(Beginning of STUDY MATERIAL)
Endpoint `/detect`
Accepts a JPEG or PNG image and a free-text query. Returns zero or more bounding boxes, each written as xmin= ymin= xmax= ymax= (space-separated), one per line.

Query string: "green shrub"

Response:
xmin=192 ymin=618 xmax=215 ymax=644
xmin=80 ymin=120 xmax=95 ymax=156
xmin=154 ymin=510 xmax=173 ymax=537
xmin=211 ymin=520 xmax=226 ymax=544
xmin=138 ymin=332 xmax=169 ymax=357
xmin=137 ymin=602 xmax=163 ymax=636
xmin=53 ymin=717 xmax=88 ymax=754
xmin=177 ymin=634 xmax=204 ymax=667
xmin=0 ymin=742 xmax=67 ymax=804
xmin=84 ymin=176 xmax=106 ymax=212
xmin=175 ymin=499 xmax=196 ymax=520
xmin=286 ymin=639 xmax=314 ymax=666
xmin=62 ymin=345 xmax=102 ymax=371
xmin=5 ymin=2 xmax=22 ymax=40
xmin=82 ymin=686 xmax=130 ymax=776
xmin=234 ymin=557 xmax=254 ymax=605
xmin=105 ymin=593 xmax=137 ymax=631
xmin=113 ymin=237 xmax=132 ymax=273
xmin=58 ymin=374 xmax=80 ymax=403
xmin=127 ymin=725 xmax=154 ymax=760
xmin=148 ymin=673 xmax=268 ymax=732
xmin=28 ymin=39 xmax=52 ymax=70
(End of STUDY MATERIAL)
(Beginning of STUDY MATERIAL)
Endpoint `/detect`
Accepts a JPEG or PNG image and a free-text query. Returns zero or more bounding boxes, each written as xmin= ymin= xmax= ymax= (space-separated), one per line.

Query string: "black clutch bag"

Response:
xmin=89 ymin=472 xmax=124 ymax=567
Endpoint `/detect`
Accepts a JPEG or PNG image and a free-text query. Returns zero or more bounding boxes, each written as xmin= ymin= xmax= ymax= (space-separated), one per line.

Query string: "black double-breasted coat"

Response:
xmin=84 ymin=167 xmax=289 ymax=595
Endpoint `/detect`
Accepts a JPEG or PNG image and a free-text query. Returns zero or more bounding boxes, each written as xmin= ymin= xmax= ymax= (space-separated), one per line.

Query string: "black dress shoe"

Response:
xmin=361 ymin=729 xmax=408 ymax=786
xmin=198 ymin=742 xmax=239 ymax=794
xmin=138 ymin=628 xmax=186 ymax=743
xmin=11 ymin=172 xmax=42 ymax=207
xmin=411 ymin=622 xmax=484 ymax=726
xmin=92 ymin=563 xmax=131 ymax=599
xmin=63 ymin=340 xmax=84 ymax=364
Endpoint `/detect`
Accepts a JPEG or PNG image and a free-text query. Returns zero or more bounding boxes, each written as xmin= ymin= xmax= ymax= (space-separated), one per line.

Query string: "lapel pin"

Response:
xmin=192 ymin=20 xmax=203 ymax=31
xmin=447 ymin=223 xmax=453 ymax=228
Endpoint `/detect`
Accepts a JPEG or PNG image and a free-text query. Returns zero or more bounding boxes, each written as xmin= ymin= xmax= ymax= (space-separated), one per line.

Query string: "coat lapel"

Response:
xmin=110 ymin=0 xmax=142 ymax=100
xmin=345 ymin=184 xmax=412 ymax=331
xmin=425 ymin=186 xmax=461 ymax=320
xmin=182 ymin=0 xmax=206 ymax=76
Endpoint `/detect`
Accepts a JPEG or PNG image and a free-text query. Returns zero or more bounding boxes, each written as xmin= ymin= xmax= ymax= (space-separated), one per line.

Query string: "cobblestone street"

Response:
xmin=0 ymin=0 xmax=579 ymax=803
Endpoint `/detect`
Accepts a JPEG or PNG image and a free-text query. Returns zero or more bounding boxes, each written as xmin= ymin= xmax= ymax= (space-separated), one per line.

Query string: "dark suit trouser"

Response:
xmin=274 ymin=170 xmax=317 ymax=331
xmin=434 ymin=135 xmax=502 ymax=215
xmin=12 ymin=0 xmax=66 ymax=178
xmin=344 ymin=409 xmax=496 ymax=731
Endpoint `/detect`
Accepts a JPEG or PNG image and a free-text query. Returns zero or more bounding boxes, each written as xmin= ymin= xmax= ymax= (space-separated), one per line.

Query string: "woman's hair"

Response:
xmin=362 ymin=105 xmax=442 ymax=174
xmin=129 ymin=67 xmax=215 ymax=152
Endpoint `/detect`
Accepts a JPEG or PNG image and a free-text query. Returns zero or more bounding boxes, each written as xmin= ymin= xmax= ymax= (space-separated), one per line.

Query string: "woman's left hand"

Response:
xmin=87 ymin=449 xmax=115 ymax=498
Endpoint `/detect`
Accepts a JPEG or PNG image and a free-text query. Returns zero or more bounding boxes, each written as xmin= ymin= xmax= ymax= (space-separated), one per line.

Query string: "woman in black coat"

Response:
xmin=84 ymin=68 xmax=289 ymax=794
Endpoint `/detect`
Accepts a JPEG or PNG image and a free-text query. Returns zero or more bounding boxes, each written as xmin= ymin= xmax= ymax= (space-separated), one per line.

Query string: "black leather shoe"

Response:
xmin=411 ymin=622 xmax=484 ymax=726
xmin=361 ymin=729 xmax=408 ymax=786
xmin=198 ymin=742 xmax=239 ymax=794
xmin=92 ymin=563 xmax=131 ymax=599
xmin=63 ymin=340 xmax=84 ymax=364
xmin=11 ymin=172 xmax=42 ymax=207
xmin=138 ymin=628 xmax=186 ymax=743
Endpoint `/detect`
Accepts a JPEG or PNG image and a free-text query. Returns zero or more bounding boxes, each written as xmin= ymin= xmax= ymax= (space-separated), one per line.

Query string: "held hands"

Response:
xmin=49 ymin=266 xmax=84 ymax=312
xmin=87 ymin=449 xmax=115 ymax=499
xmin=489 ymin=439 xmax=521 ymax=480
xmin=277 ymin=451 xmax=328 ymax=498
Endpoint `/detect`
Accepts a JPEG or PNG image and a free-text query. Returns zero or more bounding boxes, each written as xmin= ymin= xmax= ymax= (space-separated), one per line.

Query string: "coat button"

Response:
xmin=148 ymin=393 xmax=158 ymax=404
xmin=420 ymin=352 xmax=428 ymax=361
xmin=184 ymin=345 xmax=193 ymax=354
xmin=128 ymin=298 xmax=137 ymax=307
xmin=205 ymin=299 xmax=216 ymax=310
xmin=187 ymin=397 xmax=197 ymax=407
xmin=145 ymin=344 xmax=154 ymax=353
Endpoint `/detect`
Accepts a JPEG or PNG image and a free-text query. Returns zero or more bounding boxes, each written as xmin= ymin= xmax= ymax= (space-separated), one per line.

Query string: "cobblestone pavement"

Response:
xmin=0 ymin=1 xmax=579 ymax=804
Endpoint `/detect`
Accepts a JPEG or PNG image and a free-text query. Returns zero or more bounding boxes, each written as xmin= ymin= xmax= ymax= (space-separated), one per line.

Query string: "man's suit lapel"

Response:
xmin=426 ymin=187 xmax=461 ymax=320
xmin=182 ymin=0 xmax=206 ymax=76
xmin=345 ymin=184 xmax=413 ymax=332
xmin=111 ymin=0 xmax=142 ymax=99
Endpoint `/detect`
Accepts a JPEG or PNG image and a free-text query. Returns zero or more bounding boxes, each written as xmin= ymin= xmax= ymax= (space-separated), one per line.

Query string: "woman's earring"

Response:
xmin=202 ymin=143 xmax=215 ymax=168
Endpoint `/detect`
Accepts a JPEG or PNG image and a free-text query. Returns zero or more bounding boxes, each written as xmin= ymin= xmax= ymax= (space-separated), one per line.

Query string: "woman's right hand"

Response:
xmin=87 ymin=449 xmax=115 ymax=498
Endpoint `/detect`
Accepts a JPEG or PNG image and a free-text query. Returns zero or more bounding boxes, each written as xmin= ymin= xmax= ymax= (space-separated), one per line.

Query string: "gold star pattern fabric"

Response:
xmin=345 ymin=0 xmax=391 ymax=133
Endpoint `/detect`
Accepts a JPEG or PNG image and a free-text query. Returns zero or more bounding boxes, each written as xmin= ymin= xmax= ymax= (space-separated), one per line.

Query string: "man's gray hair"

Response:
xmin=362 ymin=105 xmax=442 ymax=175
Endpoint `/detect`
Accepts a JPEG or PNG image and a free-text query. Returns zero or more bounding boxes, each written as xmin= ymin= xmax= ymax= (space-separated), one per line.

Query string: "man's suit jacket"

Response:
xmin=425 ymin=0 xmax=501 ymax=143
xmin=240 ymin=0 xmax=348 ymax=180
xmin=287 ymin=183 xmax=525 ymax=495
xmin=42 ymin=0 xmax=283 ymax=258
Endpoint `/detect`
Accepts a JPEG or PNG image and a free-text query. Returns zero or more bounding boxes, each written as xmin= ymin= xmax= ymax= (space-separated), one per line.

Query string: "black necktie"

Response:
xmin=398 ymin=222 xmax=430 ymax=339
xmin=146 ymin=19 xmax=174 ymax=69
(End of STUDY MATERIAL)
:: ASSIGNMENT ::
Each line of the data that holds the word "coat" should be copied.

:: RESPONSE ::
Query string: "black double-breasted coat"
Query string: "coat lapel"
Query string: "woman in black coat"
Query string: "coat button"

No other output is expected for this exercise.